> _TEXT SHOWN_
****

The observational data unpublished from patients after liver surgery revealed a CPSP prevalence of 48.6%. Previous studies [16, 17] were used to determine the sample size. Based on an α of 5% and a power of 80%, a sample size of 44 patients per group was sufficient to detect a difference between the parecoxib and placebo groups, given the occurrence rate of 20 and 50%, respectively. In order to allow for 10% early withdrawals and loss to follow-up, 49 patients were sufficient in each group. Finally, we included 105 patients in this study. In addition the two-sided Fisher’s exact test, the power for the primary outcome proportion of patients with CPSP was calculated as > 85%.

The database was established, a two-pass verification was performed using EpiData (version3.1, EpiData Association, Denmark), and data were analyzed using IBM SPSS Statistics (version 22, IBM Corporation, USA). Continuous variables were reported as mean ± standard deviation (SD), and categorical variables were reported as the number (percentage) of patients. The primary outcomes were analyzed based on an intention-to-treat basis according to the previous randomization categories. The proportion of patients developing CPSP between groups was compared using Pearson’s chi-square test. The relative risk (RR) value and its 95% confidence interval (CI) of CPSP were calculated for the parecoxib group. To analyze the sensitivity of the results, the worst-case scenario and per-protocol analysis were operated. For the baseline characteristics and secondary outcomes, normally distributed continuous data were compared using t-test. Non-normally distributed continuous data were compared using the Mann–Whitney U test. The categorical variables were compared using Pearson’s chi-square test or Fisher’s exact test. For repeated measurement, such as inflammation index and VAS within 72 h, an analysis of variance (ANOVA) was employed to assess the between-group difference. To compare the difference in SF-MPQ score between the two groups, we used Mann–Whitney U test. No imputation was performed for missing data for the secondary outcomes.

****

> _DATA SUPPLIED_
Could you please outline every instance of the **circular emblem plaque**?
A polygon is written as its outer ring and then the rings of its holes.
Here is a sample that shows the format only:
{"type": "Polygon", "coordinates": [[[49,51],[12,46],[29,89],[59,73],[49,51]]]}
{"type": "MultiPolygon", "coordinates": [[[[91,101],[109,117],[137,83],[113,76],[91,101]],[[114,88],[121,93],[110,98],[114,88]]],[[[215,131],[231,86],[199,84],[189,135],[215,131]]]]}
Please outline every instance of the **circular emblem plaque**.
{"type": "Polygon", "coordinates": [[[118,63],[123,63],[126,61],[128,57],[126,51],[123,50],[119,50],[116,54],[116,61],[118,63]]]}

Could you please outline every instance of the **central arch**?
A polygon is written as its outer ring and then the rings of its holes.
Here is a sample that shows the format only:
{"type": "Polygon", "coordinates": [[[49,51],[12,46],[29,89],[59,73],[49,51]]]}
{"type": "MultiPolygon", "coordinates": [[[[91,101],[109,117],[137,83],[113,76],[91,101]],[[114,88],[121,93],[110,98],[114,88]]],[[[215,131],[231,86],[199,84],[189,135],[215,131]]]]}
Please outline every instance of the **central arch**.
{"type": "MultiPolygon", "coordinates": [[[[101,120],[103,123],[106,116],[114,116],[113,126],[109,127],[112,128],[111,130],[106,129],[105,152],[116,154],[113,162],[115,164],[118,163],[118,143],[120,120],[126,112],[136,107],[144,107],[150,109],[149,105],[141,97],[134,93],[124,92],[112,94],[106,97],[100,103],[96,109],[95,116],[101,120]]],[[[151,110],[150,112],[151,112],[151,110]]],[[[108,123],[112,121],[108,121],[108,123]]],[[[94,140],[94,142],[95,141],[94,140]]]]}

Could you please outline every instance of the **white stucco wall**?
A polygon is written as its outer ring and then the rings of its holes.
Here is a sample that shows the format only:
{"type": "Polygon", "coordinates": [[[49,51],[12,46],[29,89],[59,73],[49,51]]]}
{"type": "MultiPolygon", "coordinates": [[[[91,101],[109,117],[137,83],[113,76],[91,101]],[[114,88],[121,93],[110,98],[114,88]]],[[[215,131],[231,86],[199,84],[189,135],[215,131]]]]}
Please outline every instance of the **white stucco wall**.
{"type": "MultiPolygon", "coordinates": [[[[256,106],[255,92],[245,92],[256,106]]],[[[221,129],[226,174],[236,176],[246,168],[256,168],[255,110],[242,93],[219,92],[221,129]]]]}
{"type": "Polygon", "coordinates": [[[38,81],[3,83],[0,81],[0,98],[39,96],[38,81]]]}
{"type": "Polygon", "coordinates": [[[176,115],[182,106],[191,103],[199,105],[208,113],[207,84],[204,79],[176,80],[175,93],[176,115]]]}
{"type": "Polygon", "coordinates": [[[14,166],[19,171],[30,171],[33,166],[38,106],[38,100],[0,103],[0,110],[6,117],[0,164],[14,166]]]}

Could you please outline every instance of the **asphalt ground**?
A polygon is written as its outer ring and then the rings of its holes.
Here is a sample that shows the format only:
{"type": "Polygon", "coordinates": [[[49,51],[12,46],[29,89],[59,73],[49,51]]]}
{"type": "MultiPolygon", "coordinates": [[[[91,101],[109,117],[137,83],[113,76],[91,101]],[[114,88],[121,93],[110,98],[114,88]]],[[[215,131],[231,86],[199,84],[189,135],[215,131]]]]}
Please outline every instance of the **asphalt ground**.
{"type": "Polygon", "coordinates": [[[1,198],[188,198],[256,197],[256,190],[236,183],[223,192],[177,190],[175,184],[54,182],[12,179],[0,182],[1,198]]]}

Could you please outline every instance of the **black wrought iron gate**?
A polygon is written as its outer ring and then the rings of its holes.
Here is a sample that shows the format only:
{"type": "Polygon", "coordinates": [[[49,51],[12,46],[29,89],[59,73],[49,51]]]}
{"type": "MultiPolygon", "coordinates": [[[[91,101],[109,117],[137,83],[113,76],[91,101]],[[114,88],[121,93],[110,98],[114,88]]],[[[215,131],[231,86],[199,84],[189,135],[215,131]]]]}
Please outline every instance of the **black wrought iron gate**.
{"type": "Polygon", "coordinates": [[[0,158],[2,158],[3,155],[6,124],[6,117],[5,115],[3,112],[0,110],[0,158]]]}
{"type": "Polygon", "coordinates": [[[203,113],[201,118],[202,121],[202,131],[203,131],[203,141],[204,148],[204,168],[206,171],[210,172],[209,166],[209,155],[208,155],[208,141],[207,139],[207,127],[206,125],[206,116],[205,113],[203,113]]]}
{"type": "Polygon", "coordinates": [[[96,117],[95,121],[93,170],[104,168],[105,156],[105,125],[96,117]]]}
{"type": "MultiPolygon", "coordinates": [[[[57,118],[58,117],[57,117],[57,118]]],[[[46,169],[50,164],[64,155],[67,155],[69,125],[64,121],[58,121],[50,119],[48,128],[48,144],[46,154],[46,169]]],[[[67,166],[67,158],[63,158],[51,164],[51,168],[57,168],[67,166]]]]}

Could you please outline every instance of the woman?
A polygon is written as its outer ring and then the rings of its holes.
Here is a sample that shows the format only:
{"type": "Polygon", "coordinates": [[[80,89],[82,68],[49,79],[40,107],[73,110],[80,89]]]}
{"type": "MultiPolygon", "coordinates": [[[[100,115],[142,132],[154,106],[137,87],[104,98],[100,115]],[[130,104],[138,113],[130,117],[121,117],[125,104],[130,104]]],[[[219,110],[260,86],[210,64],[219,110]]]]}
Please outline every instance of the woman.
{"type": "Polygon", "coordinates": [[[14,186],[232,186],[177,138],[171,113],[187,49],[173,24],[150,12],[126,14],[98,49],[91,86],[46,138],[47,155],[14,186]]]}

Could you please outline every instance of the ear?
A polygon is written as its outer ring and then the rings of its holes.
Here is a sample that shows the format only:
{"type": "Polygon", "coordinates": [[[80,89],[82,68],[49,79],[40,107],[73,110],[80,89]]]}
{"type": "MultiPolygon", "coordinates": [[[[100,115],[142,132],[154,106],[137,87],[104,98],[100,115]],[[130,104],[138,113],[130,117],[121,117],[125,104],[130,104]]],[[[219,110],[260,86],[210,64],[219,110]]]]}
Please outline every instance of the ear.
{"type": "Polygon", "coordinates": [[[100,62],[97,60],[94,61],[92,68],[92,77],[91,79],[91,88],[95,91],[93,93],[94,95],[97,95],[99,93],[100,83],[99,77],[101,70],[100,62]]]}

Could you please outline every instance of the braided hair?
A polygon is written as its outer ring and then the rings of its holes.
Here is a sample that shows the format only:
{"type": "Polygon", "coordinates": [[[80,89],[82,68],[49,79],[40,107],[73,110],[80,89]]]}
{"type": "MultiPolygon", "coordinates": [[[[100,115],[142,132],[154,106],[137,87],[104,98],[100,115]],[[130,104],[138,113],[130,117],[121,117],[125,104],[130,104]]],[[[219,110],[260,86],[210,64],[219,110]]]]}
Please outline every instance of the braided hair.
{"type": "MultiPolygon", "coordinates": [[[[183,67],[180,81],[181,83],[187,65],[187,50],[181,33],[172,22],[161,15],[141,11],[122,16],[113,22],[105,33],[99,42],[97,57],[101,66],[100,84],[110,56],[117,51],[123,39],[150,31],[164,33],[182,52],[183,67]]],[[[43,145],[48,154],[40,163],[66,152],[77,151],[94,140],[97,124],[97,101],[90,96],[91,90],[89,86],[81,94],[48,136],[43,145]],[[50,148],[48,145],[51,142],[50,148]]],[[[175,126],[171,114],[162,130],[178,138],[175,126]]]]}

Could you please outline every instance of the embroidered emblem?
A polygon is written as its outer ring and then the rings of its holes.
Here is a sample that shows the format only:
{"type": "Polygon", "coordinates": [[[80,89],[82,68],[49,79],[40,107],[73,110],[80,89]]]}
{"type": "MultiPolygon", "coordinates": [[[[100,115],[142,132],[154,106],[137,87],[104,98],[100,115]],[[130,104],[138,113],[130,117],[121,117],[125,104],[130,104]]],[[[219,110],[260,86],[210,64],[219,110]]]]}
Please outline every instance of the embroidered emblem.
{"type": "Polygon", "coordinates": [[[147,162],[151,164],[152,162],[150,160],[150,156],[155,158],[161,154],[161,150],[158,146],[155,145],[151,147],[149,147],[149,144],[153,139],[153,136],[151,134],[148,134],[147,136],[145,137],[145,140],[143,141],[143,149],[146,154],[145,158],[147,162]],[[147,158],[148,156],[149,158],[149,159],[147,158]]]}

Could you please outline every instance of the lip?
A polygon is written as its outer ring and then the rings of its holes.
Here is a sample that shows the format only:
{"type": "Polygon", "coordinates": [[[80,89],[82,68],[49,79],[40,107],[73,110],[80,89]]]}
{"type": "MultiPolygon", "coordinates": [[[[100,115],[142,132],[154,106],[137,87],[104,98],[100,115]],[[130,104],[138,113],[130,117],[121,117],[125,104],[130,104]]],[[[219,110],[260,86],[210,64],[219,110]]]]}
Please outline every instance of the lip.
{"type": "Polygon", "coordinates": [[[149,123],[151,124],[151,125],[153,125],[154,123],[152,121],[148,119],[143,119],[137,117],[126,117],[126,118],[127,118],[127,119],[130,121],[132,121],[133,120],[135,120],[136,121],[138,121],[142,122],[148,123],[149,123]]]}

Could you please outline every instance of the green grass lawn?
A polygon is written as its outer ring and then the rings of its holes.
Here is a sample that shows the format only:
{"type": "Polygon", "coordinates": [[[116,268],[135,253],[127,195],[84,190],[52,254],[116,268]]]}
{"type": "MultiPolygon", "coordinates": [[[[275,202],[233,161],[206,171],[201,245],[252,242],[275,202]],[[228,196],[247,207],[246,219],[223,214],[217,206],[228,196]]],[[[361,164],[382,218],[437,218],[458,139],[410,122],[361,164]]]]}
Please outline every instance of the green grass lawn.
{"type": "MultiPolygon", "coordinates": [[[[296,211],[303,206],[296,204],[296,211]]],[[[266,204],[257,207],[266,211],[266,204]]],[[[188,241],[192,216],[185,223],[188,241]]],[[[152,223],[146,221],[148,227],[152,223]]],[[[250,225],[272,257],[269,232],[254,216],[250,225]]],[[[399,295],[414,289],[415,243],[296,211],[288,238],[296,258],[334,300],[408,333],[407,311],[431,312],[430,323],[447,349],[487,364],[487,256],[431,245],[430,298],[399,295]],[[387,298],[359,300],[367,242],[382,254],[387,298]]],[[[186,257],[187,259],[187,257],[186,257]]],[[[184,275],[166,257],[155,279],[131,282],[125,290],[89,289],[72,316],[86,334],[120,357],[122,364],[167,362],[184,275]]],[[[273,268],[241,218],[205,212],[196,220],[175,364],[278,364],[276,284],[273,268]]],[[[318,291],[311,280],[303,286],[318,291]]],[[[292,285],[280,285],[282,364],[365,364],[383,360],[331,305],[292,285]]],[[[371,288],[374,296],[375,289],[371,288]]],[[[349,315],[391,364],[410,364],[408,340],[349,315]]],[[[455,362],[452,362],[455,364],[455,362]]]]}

****

> _REQUIRED ACTION_
Update the study text from "The observational data" down to "calculated as > 85%.", putting "participants" wherever "patients" appears.

> _TASK ANSWER_
The observational data unpublished from participants after liver surgery revealed a CPSP prevalence of 48.6%. Previous studies [16, 17] were used to determine the sample size. Based on an α of 5% and a power of 80%, a sample size of 44 participants per group was sufficient to detect a difference between the parecoxib and placebo groups, given the occurrence rate of 20 and 50%, respectively. In order to allow for 10% early withdrawals and loss to follow-up, 49 participants were sufficient in each group. Finally, we included 105 participants in this study. In addition the two-sided Fisher’s exact test, the power for the primary outcome proportion of participants with CPSP was calculated as > 85%.